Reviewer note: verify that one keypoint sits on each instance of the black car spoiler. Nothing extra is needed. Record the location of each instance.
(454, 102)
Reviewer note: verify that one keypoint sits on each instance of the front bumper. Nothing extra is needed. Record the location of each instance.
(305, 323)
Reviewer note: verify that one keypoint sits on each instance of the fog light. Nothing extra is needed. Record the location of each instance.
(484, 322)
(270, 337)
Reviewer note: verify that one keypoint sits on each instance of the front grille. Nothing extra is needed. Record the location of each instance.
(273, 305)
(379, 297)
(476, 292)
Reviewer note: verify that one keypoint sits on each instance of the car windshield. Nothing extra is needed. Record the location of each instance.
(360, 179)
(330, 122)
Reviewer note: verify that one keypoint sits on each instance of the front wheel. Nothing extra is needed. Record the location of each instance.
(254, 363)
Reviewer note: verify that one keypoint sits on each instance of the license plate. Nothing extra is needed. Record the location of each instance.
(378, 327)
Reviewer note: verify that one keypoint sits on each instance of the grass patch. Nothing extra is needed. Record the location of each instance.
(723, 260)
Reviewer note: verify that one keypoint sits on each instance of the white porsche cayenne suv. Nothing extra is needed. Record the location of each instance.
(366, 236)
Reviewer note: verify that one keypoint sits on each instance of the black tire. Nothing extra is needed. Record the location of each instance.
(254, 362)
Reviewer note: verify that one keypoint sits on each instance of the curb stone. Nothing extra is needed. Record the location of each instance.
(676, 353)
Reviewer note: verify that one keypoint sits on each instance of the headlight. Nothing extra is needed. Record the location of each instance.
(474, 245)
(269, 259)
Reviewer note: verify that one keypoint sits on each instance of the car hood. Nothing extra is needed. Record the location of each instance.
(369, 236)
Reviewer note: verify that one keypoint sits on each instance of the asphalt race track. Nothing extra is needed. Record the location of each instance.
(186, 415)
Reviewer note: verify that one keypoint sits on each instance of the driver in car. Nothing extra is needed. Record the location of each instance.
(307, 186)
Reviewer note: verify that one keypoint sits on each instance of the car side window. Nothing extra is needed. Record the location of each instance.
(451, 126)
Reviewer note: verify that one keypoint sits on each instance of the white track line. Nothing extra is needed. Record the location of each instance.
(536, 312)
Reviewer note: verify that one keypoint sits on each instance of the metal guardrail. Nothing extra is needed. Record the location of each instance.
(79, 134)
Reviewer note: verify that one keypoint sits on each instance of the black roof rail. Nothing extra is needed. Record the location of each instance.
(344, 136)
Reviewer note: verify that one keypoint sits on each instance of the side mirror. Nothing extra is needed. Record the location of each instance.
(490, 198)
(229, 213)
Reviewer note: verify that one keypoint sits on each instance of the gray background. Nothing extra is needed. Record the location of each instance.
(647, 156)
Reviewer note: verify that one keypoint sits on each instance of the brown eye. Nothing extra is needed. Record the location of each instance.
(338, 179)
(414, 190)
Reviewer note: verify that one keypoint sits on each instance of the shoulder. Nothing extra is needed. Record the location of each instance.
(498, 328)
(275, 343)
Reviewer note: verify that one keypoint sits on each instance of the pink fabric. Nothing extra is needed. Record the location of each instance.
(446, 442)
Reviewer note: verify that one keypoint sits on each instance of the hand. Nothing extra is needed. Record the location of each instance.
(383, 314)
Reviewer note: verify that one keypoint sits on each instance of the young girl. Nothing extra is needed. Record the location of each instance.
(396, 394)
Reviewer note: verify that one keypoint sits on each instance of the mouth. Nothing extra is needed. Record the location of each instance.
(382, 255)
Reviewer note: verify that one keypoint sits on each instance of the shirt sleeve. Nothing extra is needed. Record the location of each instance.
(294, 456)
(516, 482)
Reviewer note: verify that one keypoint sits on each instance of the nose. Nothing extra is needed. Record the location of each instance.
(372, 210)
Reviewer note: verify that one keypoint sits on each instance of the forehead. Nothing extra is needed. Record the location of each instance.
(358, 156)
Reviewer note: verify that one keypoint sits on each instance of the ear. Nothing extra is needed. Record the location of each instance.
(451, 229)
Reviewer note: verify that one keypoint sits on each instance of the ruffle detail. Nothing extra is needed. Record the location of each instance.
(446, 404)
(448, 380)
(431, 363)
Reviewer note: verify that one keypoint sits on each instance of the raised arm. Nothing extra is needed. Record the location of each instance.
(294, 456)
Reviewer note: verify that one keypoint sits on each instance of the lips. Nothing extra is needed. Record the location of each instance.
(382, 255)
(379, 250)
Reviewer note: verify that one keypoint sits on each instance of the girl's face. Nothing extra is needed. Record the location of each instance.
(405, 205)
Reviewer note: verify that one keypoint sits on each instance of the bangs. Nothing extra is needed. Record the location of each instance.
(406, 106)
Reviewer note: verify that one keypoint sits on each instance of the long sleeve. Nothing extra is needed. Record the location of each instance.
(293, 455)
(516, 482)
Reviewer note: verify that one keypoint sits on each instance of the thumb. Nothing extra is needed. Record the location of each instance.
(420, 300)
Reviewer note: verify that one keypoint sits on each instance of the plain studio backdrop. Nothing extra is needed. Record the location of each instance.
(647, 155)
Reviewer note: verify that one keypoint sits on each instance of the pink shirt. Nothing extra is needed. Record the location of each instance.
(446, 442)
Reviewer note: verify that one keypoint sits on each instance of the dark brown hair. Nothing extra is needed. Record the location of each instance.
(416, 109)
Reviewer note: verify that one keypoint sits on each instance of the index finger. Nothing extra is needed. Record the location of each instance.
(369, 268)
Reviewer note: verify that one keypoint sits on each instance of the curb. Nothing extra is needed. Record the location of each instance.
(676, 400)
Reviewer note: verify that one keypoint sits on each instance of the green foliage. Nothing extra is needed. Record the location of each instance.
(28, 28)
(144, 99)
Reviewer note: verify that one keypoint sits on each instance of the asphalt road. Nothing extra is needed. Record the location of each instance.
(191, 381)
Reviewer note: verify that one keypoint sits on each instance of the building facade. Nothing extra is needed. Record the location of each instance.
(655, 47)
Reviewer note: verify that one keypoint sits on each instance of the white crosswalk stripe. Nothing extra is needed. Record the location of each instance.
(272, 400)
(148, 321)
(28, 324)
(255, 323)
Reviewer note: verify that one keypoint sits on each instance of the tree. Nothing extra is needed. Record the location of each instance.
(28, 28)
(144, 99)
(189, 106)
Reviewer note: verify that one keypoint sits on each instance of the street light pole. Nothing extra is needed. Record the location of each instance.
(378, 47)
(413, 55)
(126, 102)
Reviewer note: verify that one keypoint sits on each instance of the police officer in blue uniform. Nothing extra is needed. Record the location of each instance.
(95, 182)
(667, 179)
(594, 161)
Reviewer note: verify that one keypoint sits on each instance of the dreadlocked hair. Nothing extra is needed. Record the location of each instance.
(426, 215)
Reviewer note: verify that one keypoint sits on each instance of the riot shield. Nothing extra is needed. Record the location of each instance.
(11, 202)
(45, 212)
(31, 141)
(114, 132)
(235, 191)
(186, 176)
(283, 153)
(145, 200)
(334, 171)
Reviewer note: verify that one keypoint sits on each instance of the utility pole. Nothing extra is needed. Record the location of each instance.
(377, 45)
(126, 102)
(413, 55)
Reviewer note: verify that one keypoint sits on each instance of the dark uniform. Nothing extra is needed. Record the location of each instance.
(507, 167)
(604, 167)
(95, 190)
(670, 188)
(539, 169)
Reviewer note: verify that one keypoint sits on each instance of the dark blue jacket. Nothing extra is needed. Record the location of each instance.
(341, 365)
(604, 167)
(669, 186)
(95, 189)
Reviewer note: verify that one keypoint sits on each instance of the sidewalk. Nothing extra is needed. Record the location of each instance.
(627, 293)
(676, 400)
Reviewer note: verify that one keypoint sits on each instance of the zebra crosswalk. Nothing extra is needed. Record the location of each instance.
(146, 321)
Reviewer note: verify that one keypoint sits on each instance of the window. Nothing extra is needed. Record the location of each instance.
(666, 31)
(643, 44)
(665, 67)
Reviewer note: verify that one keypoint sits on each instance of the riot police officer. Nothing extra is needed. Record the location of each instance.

-- -- --

From the line holding "of the tree." down to the final line above, quote every line exactly and only those lines.

[Expected output]:
Reviewer note: verify that one keypoint sits on each instance of the tree. Nothing extra is needed. Record the location of each instance.
(28, 28)
(144, 99)
(189, 106)
Reviewer note: verify that one keypoint sits on each instance of the street light pole. Nothing extra is needed. Record the location of each instance.
(378, 47)
(413, 55)
(126, 102)
Reviewer note: verify that one keypoint sits on each instance of the police officer in blue uniform. Nothing extra is needed. Record the location of each instance.
(95, 182)
(667, 179)
(594, 161)
Reviewer note: verify that one keypoint sits on each instance of the dreadlocked hair. Nothing extra is needed. Record the location of each instance.
(426, 215)
Reviewer note: verify that one keypoint sits on each instance of the riot shield. Nothing extra is needed. Record the location of each instance.
(11, 202)
(45, 212)
(31, 141)
(114, 132)
(235, 191)
(186, 176)
(283, 153)
(145, 200)
(334, 171)
Reviewer note: verify that one keypoint sits on each instance of the utility pole. Nothing extra is needed. Record the location of each instance.
(377, 45)
(126, 102)
(413, 55)
Reviewer note: verify that one keypoint sits on each instance of the dark uniform. Nothing extra is needed. Record the location of each instance.
(507, 167)
(604, 167)
(95, 190)
(670, 188)
(539, 169)
Reviewer note: verify that one keypoint sits on each instance of the dark blue jacket. Nothing extra is needed. Record the location of each instance.
(341, 365)
(604, 167)
(669, 186)
(95, 189)
Reviewer note: verify that one keypoint sits on each instance of the sidewalk. Nothing extra is needed. Record the location of each instance.
(627, 293)
(676, 400)
Reviewer note: verify that one keypoint sits on each instance of the zebra crosswalk. Nothing extra is needed. Record the location of each instance.
(146, 321)
Reviewer note: verify that one keypoint sits on each instance of the window. Nothing extra is needed. Record the location of each instance.
(666, 31)
(643, 44)
(665, 67)
Reviewer note: verify that one keypoint sits on each instance of the riot police officer. Nothing extra is needed. Record the location of each instance.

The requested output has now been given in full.